==== Data listing
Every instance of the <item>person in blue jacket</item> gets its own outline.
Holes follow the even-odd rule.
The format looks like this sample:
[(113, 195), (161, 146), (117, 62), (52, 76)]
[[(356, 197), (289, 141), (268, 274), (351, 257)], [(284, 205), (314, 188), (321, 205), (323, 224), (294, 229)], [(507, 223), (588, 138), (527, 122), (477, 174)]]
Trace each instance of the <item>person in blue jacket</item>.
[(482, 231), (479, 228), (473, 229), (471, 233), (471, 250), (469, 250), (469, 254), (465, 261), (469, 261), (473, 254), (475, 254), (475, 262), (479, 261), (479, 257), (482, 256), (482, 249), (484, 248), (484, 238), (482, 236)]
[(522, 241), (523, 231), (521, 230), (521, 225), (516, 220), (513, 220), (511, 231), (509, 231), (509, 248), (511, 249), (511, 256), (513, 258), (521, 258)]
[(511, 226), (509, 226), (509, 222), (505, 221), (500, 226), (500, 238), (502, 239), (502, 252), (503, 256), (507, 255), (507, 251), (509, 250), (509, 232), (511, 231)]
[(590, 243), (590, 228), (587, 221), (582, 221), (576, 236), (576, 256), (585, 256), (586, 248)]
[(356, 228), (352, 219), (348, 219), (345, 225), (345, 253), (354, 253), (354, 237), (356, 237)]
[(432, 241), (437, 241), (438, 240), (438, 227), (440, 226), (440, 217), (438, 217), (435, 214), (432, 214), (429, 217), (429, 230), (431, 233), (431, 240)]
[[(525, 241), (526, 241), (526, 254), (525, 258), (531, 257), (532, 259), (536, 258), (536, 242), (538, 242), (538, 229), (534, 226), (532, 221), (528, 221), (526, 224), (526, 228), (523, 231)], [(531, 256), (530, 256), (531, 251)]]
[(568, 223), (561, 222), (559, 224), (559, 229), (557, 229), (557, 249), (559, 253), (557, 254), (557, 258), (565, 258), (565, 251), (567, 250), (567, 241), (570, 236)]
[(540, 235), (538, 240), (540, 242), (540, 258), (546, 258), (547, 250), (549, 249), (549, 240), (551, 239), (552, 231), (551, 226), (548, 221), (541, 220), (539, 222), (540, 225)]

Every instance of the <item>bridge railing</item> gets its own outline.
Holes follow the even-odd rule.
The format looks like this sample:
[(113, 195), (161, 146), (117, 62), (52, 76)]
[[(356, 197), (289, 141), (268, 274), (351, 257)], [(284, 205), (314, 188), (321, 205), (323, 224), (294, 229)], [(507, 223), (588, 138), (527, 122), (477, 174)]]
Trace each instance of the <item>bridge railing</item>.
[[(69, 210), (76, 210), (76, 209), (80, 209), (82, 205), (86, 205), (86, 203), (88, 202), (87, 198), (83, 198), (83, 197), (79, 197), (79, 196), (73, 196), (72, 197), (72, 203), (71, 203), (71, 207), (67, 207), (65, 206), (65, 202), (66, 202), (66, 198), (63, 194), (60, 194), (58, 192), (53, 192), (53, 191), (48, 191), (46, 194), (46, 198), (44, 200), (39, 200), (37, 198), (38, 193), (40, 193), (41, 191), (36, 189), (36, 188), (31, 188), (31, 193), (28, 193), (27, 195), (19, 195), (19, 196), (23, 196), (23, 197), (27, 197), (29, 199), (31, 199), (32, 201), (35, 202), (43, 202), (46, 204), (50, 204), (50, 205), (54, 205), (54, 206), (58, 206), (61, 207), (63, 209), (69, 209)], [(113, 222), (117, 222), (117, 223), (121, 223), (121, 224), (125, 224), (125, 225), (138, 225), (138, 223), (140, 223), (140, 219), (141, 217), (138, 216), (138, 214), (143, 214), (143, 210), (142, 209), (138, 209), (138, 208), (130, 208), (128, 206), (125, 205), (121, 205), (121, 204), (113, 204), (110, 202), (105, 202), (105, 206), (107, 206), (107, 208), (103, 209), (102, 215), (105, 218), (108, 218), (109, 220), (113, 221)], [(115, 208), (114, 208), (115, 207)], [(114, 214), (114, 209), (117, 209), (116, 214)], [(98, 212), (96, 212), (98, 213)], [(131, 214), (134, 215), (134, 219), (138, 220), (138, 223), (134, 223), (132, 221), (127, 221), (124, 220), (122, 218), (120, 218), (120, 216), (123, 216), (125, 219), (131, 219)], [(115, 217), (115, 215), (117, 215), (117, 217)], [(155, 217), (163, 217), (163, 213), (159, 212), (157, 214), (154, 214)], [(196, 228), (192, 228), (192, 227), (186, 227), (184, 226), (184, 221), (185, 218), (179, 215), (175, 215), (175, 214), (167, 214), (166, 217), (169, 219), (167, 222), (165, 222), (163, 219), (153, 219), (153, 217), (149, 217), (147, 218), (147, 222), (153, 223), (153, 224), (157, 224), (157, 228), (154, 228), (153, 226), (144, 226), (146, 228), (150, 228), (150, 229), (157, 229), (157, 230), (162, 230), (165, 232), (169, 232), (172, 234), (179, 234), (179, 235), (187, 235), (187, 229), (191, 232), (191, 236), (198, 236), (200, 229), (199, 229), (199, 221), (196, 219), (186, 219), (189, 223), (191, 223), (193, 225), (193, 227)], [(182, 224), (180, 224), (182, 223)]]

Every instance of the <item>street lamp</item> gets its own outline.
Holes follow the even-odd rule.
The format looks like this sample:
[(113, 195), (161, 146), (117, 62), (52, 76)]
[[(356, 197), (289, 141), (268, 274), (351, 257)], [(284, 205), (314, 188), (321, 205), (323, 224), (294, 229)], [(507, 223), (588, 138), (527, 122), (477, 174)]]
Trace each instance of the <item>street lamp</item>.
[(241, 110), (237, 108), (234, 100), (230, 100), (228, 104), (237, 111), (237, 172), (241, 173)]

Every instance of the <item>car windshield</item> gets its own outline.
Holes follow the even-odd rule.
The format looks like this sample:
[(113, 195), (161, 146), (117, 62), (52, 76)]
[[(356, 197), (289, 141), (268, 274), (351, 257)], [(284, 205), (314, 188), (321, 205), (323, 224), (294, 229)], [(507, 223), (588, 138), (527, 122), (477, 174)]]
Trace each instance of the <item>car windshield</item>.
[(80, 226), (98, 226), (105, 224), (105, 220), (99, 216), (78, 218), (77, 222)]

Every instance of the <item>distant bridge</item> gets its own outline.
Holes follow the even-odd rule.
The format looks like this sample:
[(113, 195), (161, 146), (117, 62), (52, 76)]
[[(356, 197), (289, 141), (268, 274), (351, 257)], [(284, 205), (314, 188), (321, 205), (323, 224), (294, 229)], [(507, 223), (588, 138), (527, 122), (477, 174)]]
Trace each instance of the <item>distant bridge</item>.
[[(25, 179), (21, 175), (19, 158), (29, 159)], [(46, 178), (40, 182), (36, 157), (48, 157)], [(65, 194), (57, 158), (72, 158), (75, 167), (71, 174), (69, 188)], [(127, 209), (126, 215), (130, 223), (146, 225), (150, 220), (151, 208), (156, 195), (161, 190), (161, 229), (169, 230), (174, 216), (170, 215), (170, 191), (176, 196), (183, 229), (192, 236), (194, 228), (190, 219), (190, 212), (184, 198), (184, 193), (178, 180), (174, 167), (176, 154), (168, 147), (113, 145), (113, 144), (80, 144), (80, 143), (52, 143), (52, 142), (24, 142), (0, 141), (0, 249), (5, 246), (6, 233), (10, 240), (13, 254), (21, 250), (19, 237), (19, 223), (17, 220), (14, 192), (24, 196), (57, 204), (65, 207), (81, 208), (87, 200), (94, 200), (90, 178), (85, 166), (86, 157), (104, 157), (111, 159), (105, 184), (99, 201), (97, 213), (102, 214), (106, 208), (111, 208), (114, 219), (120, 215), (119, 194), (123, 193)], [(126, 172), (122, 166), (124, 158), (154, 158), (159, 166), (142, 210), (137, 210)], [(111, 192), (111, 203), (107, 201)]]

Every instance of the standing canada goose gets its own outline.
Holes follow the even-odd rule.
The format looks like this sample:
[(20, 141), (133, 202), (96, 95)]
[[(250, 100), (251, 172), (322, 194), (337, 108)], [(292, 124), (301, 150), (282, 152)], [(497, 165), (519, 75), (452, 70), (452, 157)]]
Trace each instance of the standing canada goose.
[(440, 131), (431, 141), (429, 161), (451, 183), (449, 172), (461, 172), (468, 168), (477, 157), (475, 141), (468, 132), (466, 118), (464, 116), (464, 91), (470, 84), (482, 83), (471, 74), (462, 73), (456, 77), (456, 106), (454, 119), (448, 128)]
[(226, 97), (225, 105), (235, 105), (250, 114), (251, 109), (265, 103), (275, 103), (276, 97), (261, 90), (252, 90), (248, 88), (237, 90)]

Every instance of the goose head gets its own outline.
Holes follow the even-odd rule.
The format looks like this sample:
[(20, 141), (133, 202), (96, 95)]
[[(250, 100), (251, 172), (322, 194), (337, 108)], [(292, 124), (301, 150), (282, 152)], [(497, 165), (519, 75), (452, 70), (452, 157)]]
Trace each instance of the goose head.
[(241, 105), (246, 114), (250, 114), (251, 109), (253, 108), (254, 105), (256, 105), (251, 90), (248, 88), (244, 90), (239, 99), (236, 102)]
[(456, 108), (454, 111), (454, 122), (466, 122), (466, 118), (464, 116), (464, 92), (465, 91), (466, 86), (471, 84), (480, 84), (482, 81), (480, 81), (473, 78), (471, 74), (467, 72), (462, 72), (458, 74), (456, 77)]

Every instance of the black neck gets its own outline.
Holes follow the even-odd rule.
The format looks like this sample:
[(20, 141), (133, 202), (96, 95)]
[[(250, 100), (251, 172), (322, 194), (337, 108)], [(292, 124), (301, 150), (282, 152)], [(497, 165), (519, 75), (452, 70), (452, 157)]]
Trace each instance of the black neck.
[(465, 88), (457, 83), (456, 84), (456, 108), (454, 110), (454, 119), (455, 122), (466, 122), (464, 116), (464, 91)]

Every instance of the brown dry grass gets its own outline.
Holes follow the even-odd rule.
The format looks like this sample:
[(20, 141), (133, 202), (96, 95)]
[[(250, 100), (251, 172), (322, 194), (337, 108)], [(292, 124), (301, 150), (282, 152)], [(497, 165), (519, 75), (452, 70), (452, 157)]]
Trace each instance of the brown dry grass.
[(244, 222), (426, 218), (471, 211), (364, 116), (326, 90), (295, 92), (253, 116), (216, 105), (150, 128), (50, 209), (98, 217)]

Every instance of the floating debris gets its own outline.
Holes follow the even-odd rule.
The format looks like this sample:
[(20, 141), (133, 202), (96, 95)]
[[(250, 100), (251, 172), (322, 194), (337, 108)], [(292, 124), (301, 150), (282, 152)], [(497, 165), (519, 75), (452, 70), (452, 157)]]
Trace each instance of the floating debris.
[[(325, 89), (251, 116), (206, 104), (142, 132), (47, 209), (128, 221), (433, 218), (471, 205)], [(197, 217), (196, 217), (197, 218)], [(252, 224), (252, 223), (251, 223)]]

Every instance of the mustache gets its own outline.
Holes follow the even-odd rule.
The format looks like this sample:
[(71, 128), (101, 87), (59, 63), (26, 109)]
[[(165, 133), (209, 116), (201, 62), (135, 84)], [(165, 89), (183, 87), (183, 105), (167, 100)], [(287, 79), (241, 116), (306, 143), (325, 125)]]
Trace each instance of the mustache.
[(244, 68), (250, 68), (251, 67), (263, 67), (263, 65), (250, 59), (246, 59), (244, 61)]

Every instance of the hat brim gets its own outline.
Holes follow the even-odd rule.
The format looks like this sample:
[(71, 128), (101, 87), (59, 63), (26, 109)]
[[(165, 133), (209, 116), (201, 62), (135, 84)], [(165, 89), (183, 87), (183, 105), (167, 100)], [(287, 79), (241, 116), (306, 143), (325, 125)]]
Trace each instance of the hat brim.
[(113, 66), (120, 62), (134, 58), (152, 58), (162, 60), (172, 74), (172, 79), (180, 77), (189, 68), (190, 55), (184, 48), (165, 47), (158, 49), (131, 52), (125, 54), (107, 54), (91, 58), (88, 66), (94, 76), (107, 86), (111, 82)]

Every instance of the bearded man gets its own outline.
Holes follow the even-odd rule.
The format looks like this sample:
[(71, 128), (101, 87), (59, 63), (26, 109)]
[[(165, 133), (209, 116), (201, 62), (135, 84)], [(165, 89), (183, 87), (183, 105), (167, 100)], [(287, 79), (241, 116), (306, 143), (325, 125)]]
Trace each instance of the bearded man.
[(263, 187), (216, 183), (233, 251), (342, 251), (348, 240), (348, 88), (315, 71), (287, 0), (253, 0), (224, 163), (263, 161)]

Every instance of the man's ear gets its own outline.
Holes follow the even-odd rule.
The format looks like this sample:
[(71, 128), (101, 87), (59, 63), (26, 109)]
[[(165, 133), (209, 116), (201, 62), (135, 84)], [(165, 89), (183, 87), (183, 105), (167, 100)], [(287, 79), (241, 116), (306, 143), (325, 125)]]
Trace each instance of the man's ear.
========
- [To be done]:
Return the lines unchanged, from the start of the rows through the line containing "222), (540, 225)]", with both ends included.

- [Problem solution]:
Every instance of the <item>person in blue jacket</item> gets its own outline.
Holes follow the even-odd rule.
The format looks like this sample:
[(113, 195), (161, 146), (117, 62), (52, 76)]
[[(356, 197), (289, 141), (268, 274), (351, 257)], [(284, 205), (314, 188), (321, 205), (323, 224), (294, 229)], [(507, 223), (588, 138), (527, 122), (477, 174)]]
Trace each instance of the <item>person in blue jacket</item>.
[(482, 231), (479, 228), (473, 229), (471, 233), (471, 250), (469, 250), (469, 254), (465, 261), (469, 261), (473, 254), (475, 254), (475, 262), (479, 261), (479, 257), (482, 256), (482, 249), (484, 248), (484, 238), (482, 236)]
[(522, 241), (523, 231), (521, 230), (521, 225), (516, 220), (513, 220), (511, 231), (509, 231), (509, 248), (511, 249), (511, 256), (513, 258), (521, 258)]
[(511, 226), (509, 226), (509, 222), (505, 221), (500, 226), (500, 238), (502, 239), (502, 252), (503, 256), (507, 255), (507, 251), (509, 250), (509, 232), (511, 231)]
[(590, 243), (590, 228), (587, 221), (582, 221), (576, 236), (576, 256), (585, 256), (586, 248)]
[(356, 228), (352, 219), (348, 219), (345, 225), (345, 253), (354, 253), (354, 237), (356, 237)]
[(432, 241), (437, 241), (438, 240), (438, 227), (440, 226), (440, 217), (438, 217), (435, 214), (432, 214), (429, 217), (429, 230), (431, 233), (431, 240)]
[[(525, 241), (526, 241), (526, 254), (525, 258), (531, 257), (532, 259), (536, 258), (536, 242), (538, 242), (538, 229), (534, 226), (532, 221), (528, 221), (526, 224), (526, 228), (523, 231)], [(531, 256), (530, 256), (531, 251)]]
[(568, 223), (561, 222), (559, 224), (559, 229), (557, 229), (557, 249), (559, 253), (557, 254), (557, 258), (565, 258), (565, 251), (567, 250), (567, 241), (570, 236)]
[(540, 235), (538, 240), (540, 242), (540, 258), (546, 258), (547, 250), (549, 249), (549, 240), (551, 239), (552, 231), (551, 226), (548, 221), (541, 220), (539, 222), (540, 225)]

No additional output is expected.